**INSTRUCTION A:** Arrange the records below as a Markdown table with the columns Row and Line. Give each non-blank line of the records its own row, skip blank lines, and leave out the pictures.
======== PROVIDED PASSAGE
Move Your Crypto Off the Exchanges Now
With the crypto market crashing, crypto exchanges may go belly up. Here's how to protect your cryptocurrency by moving it to your own wallet.
If you invest in cryptocurrency and store your computer coins on an exchange like Coinbase, now is the time to take those coins off the exchange and into your own possession. It’s no secret that the crypto market is in a tailspin and Coinbase — which lost $430 million and 19% of its users last quarter — is warning that if the company goes into bankruptcy, your coins could go with it:
Moreover, because custodially held crypto assets may be considered to be the property of a bankruptcy estate, in the event of a bankruptcy, the crypto assets we hold in custody on behalf of our customers could be subject to bankruptcy proceedings and such customers could be treated as our general unsecured creditors. This may result in customers finding our custodial services more risky and less attractive and any failure to increase our customer base, discontinuation or reduction in use of our platform and products by existing customers as a result could adversely impact our business, operating results, and financial condition.
Now Coinbase is trying to walk that back, assuring customers that the coins on the exchange belong to them and that Coinbase isn’t at risk of bankruptcy. But then yesterday, people suddenly discovered that they couldn’t access their crypto on Coinbase:
There is an oft-repeated maxim in the crypto community:
Not your keys, not your coins.
================
**INSTRUCTION B:** Write out the article on moving crypto off exchanges in full, with every word unchanged.
======== INPUT RECORDS
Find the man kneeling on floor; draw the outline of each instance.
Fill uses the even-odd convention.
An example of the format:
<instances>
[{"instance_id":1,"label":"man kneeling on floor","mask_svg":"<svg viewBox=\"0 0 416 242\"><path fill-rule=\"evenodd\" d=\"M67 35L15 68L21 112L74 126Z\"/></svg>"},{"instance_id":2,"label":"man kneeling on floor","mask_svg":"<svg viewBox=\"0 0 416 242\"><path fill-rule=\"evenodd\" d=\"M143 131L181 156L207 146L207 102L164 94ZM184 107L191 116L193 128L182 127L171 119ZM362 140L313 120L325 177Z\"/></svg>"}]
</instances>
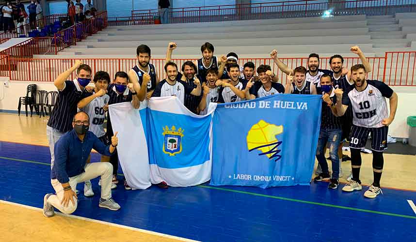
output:
<instances>
[{"instance_id":1,"label":"man kneeling on floor","mask_svg":"<svg viewBox=\"0 0 416 242\"><path fill-rule=\"evenodd\" d=\"M77 209L77 184L101 176L101 197L98 206L111 210L118 210L120 205L111 197L112 165L108 162L86 165L91 149L103 155L110 156L118 143L117 133L112 137L111 144L105 146L92 132L88 131L89 117L84 112L78 113L72 122L74 129L62 136L55 145L55 163L50 171L50 182L56 195L47 194L44 197L43 214L55 215L53 207L70 214Z\"/></svg>"}]
</instances>

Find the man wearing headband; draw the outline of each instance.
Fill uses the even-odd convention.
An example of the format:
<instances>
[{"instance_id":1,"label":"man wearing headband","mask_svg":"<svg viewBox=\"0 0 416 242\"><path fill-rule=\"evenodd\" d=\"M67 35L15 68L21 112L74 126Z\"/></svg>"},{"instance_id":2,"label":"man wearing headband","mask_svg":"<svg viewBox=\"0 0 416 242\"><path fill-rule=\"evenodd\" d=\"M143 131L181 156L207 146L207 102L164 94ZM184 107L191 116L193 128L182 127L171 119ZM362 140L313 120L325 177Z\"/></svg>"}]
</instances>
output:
================
**FULL RESPONSE A:**
| Row | Line |
|---|---|
| 1 | Find the man kneeling on floor; draw the outline of each instance. |
| 2 | Fill uses the even-odd convention. |
| 3 | An example of the format: |
| 4 | <instances> |
| 5 | [{"instance_id":1,"label":"man kneeling on floor","mask_svg":"<svg viewBox=\"0 0 416 242\"><path fill-rule=\"evenodd\" d=\"M67 35L15 68L21 112L74 126Z\"/></svg>"},{"instance_id":2,"label":"man kneeling on floor","mask_svg":"<svg viewBox=\"0 0 416 242\"><path fill-rule=\"evenodd\" d=\"M143 131L181 156L207 146L207 102L164 94ZM184 107L191 116L193 128L182 127L171 119ZM362 140L313 120L325 177Z\"/></svg>"}] |
| 6 | </instances> |
| 7 | output: |
| 8 | <instances> |
| 9 | [{"instance_id":1,"label":"man kneeling on floor","mask_svg":"<svg viewBox=\"0 0 416 242\"><path fill-rule=\"evenodd\" d=\"M77 209L77 184L101 176L101 197L98 206L111 210L118 210L120 205L111 197L112 165L108 162L86 165L91 149L103 155L110 156L118 143L117 133L112 137L111 144L105 146L92 132L88 131L89 117L84 112L78 113L72 122L74 129L62 136L55 145L55 163L50 171L50 182L56 195L47 194L44 197L43 214L55 215L53 207L70 214Z\"/></svg>"}] |
| 10 | </instances> |
| 11 | Find the man wearing headband; draw the outline of each instance. |
| 12 | Fill uses the even-odd convention. |
| 13 | An example of the format: |
| 14 | <instances> |
| 15 | [{"instance_id":1,"label":"man wearing headband","mask_svg":"<svg viewBox=\"0 0 416 242\"><path fill-rule=\"evenodd\" d=\"M67 35L15 68L21 112L74 126Z\"/></svg>"},{"instance_id":2,"label":"man wearing headband","mask_svg":"<svg viewBox=\"0 0 416 242\"><path fill-rule=\"evenodd\" d=\"M143 131L181 156L207 146L207 102L164 94ZM184 107L191 116L193 128L182 127L171 119ZM362 140L313 120L325 177Z\"/></svg>"}] |
| 16 | </instances> |
| 17 | output: |

**FULL RESPONSE B:**
Move Your Crypto Off the Exchanges Now
With the crypto market crashing, crypto exchanges may go belly up. Here's how to protect your cryptocurrency by moving it to your own wallet.
If you invest in cryptocurrency and store your computer coins on an exchange like Coinbase, now is the time to take those coins off the exchange and into your own possession. It’s no secret that the crypto market is in a tailspin and Coinbase — which lost $430 million and 19% of its users last quarter — is warning that if the company goes into bankruptcy, your coins could go with it:
Moreover, because custodially held crypto assets may be considered to be the property of a bankruptcy estate, in the event of a bankruptcy, the crypto assets we hold in custody on behalf of our customers could be subject to bankruptcy proceedings and such customers could be treated as our general unsecured creditors. This may result in customers finding our custodial services more risky and less attractive and any failure to increase our customer base, discontinuation or reduction in use of our platform and products by existing customers as a result could adversely impact our business, operating results, and financial condition.
Now Coinbase is trying to walk that back, assuring customers that the coins on the exchange belong to them and that Coinbase isn’t at risk of bankruptcy. But then yesterday, people suddenly discovered that they couldn’t access their crypto on Coinbase:
There is an oft-repeated maxim in the crypto community:
Not your keys, not your coins.